━━━ Data for this exercise ━━━

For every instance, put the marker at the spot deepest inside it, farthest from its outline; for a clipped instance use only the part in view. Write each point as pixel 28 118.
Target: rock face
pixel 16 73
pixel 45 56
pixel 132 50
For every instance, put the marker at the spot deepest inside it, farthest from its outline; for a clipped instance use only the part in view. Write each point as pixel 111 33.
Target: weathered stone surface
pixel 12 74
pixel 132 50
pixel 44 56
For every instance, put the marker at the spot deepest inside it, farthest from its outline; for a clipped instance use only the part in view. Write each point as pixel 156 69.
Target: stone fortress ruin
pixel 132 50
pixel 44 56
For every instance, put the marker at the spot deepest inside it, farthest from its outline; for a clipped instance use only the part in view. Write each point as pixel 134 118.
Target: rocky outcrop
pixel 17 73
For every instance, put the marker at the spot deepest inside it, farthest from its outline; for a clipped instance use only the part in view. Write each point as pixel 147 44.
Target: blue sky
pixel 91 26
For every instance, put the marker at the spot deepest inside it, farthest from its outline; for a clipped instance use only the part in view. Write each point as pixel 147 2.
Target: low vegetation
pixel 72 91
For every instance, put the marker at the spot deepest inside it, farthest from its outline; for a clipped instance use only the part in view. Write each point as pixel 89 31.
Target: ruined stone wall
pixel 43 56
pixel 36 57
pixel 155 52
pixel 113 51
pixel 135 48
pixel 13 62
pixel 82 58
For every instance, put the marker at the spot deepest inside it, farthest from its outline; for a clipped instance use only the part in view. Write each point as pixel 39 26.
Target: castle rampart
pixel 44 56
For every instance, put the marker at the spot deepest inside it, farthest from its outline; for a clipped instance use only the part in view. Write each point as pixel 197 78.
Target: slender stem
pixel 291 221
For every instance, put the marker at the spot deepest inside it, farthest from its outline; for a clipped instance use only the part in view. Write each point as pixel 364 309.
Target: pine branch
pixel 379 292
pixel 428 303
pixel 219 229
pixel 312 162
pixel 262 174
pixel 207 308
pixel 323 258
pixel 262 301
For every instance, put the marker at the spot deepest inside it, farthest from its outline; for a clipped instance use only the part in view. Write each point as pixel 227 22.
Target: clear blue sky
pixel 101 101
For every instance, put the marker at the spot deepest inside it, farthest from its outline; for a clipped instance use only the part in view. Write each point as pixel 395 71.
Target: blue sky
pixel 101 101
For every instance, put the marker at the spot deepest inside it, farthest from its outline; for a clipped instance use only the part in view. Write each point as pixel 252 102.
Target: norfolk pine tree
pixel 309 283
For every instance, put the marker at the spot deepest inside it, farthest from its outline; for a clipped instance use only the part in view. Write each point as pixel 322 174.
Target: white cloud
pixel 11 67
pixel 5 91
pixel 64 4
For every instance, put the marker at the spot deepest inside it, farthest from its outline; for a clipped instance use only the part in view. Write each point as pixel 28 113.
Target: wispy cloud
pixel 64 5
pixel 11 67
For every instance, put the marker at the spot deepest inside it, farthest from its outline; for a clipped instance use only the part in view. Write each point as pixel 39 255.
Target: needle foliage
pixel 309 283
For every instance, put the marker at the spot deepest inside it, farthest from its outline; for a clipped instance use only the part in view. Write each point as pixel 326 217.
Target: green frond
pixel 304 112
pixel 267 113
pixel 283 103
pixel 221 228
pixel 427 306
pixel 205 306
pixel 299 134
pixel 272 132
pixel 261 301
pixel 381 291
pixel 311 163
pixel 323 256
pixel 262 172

━━━

Aim of the exercise: In full and without error, retype the entries above.

Exercise solution:
For every instance, put the marker at the spot deepest inside it, farthest from its outline; for a clipped instance use only the part in view. Write each point as pixel 28 118.
Target: rock face
pixel 16 73
pixel 45 56
pixel 132 50
For every instance, put the marker at the spot deepest inside it, farthest from its outline; for a clipped instance use only the part in view. Write each point as pixel 111 33.
Target: weathered stone surface
pixel 12 74
pixel 132 50
pixel 44 56
For every instance, put the marker at the spot deepest inside it, farthest from its outline; for a clipped instance use only the part in view. Write each point as pixel 156 69.
Target: stone fortress ruin
pixel 132 50
pixel 44 56
For every instance, put the marker at the spot deepest inside it, farthest from its outline; for a clipped instance use only the part in view. Write each point as pixel 134 118.
Target: rocky outcrop
pixel 17 73
For every instance, put the marker at the spot deepest inside it, farthest from its outline; for a clipped instance use only the part in view. Write each point as pixel 147 44.
Target: blue sky
pixel 91 26
For every instance, put the marker at the spot deepest inside it, farthest from its outline; for a clipped instance use only the part in view. Write each point as pixel 147 2.
Target: low vegetation
pixel 72 91
For every instance, put the marker at the spot deepest inside it, farthest from its outline; for a clipped instance use only the part in view. Write each point as pixel 89 31.
Target: ruined stone wall
pixel 43 56
pixel 36 57
pixel 155 52
pixel 113 51
pixel 135 48
pixel 13 62
pixel 82 58
For every instance, put the marker at the spot deepest inside it, farthest from its outline; for a clipped instance use only the part in view. Write each point as pixel 39 26.
Target: castle rampart
pixel 44 56
For every instance, put the marker at the spot deepest inside it, farthest from its outline; for a clipped instance use only the part in view. Write each point as pixel 197 78.
Target: slender stem
pixel 291 221
For every instance, put the marker at the spot deepest inside it, farthest from its outline; for a clipped instance use only the part in view. Write each point as pixel 364 309.
Target: pine branch
pixel 379 292
pixel 428 303
pixel 219 229
pixel 312 162
pixel 262 174
pixel 207 308
pixel 323 258
pixel 262 301
For every instance, put the marker at the spot deepest inside it, farthest from its outline; for a clipped instance use only the part in view. Write each point as pixel 227 22.
Target: clear blue sky
pixel 101 101
For every instance, put the marker at the spot deepest inside it, farthest from its outline; for a clipped instance use only the part in view. Write each point as pixel 395 71.
Target: blue sky
pixel 101 101
For every instance, put the marker at the spot deepest inside it, farthest from its outline; for a clipped instance use only the part in view. Write each point as pixel 252 102.
Target: norfolk pine tree
pixel 309 283
For every instance, put the marker at the spot deepest inside it, farthest from its outline; for a clipped instance use only the part in view. Write each point as pixel 322 174.
Target: white cloud
pixel 11 67
pixel 5 91
pixel 64 4
For every instance, put the marker at the spot deepest inside it, farthest from its outline; for a clipped instance use only the part in view. Write each point as pixel 28 113.
Target: wispy cloud
pixel 64 5
pixel 11 67
For every instance, put the marker at the spot deepest inside it, farthest from its outline; for a clipped instance use only the part in view. Write each point as pixel 39 255.
Target: needle foliage
pixel 309 283
For every instance, put the marker at the spot deepest inside it, farthest from its outline; for a clipped instance use only the part in view. Write each point as pixel 326 217.
Target: green frond
pixel 304 112
pixel 267 113
pixel 283 103
pixel 221 228
pixel 427 306
pixel 205 306
pixel 299 134
pixel 272 132
pixel 261 301
pixel 381 291
pixel 311 163
pixel 323 256
pixel 262 172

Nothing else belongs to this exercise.